**WORK TO COMPLETE**
Extend the text on monitoring biodiversity in agricultural landscapes, picking up right after its final listed question.

**QUOTED PASSAGE**

Monitoring and indicators
With the monitoring of biodiversity in agricultural landscapes, we are developing an important structure for nationwide biodiversity monitoring. Up to now, Germany has lacked monitoring programmes specifically tailored to agricultural areas, which do not consider biodiversity as a purely protective good, but as the basis for a sustainable agricultural and food system. Through our work, we are creating a nationally representative and scientifically robust data basis that is consistently aligned with political fields of action at both national and European level. The achievement of objectives and the effectiveness of agri-environmental policy support instruments are to be verified by means of indicators and, if necessary, indications for the adaptation of measures are to be derived.
With the European Green Deal and its supporting strategies, as well as the instruments of the CAP, the EU aims at a transformation process towards sustainable agriculture, healthy food and environment based on the conservation and promotion of biodiversity and its functions and services. Against this background, the need for biodiversity monitoring in agricultural landscapes becomes clear. EU member states will have to report on the achievement of binding target agreements. Germany will therefore have to generate a data basis in the future that will allow it to calculate and report on corresponding indicators. Against this background, together with other Thünen Institutes and partners from federal research, we are developing methods and indicators for comprehensive monitoring of biodiversity in agricultural landscapes (MonViA).
The aim is to create a comprehensive and solid data basis for Germany that will provide answers to the following questions in the future:
- What influence do land use and agricultural structure have on the development of biodiversity in open agricultural landscapes?
- How do changes in biodiversity affect the performance and stability of agroecosystems?
- How do agricultural and environmental policies affect biodiversity?

**DATA RECORDS**
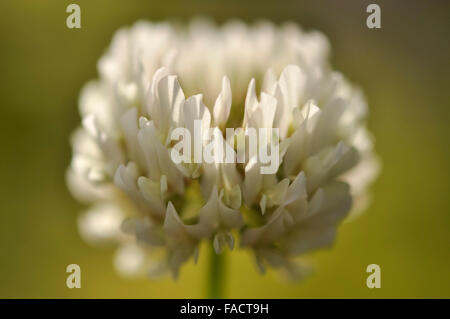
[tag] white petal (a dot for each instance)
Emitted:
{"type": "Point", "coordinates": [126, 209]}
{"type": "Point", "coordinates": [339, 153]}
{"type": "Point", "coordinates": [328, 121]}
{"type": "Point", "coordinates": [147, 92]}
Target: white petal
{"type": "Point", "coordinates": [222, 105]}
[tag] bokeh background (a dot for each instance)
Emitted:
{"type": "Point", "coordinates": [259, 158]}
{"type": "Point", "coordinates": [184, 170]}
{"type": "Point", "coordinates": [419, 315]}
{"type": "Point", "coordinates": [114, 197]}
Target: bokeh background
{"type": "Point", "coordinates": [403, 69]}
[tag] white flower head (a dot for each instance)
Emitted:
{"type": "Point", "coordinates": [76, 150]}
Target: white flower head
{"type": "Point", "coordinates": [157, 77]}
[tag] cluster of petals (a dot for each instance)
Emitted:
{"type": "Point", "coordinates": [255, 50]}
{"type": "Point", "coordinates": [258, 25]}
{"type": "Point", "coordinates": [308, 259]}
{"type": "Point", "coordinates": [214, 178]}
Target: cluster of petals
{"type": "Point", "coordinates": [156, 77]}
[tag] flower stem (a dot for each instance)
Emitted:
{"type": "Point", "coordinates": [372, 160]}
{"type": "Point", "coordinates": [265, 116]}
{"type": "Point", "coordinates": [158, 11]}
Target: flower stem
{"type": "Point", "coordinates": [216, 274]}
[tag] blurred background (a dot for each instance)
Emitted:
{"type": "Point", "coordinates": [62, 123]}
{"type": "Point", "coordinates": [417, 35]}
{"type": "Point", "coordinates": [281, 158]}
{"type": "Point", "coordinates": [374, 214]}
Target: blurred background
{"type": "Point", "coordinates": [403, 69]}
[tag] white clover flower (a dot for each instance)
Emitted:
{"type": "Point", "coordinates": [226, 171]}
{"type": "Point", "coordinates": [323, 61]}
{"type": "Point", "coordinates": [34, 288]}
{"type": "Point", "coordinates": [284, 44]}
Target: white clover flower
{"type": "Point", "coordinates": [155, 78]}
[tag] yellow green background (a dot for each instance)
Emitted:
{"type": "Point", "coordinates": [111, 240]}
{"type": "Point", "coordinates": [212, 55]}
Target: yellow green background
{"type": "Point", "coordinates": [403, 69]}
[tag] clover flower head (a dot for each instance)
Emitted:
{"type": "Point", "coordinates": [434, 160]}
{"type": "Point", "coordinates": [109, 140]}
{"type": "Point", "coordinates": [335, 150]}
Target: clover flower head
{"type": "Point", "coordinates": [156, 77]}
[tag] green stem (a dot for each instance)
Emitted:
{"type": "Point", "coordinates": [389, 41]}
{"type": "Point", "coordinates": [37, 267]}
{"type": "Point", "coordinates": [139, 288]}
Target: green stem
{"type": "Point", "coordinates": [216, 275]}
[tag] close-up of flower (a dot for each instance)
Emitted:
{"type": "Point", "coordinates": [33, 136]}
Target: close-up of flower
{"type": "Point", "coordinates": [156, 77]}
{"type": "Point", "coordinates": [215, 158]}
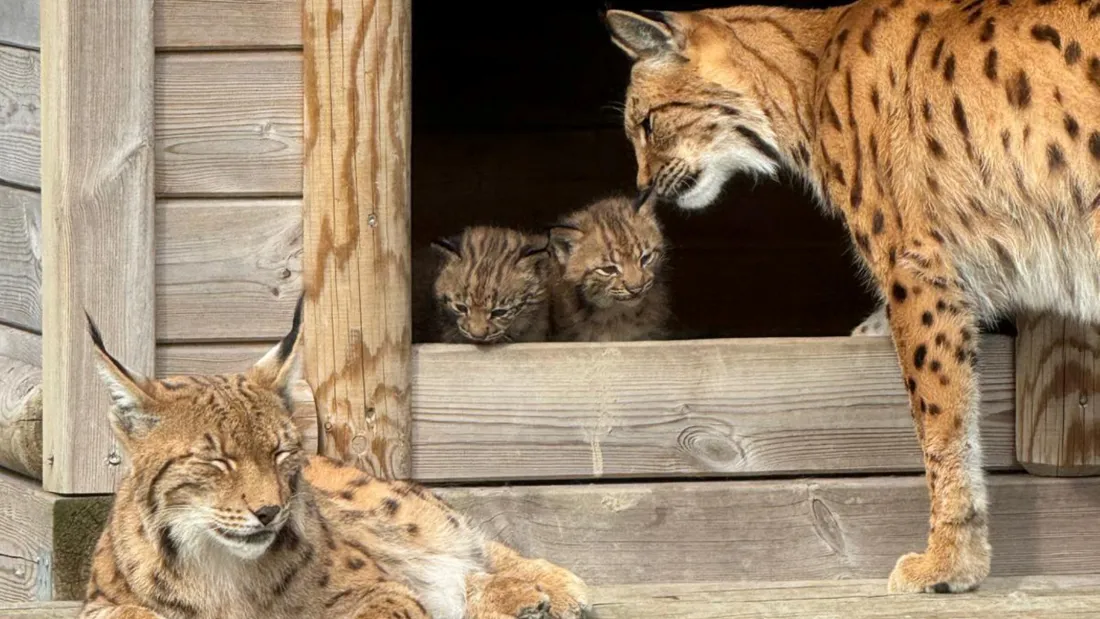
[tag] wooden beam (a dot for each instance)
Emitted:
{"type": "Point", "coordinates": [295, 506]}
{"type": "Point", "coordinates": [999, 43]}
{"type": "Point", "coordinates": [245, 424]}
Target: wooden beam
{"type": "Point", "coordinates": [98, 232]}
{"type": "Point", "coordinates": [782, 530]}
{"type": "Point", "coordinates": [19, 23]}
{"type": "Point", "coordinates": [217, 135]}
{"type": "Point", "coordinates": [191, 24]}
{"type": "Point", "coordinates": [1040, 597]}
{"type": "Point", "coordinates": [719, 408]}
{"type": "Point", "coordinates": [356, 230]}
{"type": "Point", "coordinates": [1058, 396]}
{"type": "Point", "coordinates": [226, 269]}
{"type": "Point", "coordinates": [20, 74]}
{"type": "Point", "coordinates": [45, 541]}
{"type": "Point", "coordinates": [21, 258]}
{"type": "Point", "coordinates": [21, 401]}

**ANSWER AREA**
Responsible scientists:Jens Dauber, Petra Dieker, Sebastian Klimek, Christian Levers, Diana Sietz, Jan Thiele
Current topics
Modelling biodiversity trends in agricultural landscapes is a critical means to provide insights into the complex relationships between agricultural practices, biodiversity, ecosystem service provisioning, ecosystem resilience, and policy-making. Establishing robust knowledge on the effects of land-use practices, ranging from biodiversity responses to the functioning of entire ecosystems can inform decision-making, support sustainable agriculture, and contribute to the conservation of biodiversity in agricultural landscapes, which are essential for maintaining healthy ecosystems and sustainable food production systems.
Responsible scientists: Sebastian Klimek, Christian Levers
Biodiversity in agricultural landscapes plays a crucial role in providing ecosystem services, such as pollination, pest control, and nutrient cycling, which are vital for maintaining agricultural productivity. Monitoring and modelling biodiversity trends in agricultural landscapes can foster understanding how agricultural practices impact biodiversity and how changes in biodiversity affect the provision of ecosystem services and the sustainability of agricultural systems. This allows recognizing early signs of loss/recovery, informed conservation strategies and planning by, for example, identifying key areas where conservation efforts should be focused, and guiding the development of sustainable agricultural practices that support biodiversity, leading to improved ecosystem services and enhanced agricultural productivity. This is particularly important as agricultural landscapes are vulnerable to various drivers of change, such as climate change or changes in agricultural management (intensity), but also crucially to the presence of ecosystem services. Understanding how biodiversity contributes to the resilience and adaptive capacity of agricultural landscapes is therefore key in developing strategies to mitigate and avoid the negative impacts of environmental and management changes on biodiversity and maintain the resilience of agricultural landscapes. Ultimately, models can play an important role in communicating scientific results to various stakeholder and inform policy and decision-making processes related to agricultural landscapes. Such models provide valuable insights and allow assessing the potential impacts of different agricultural practices, policies, or conservation measures on biodiversity.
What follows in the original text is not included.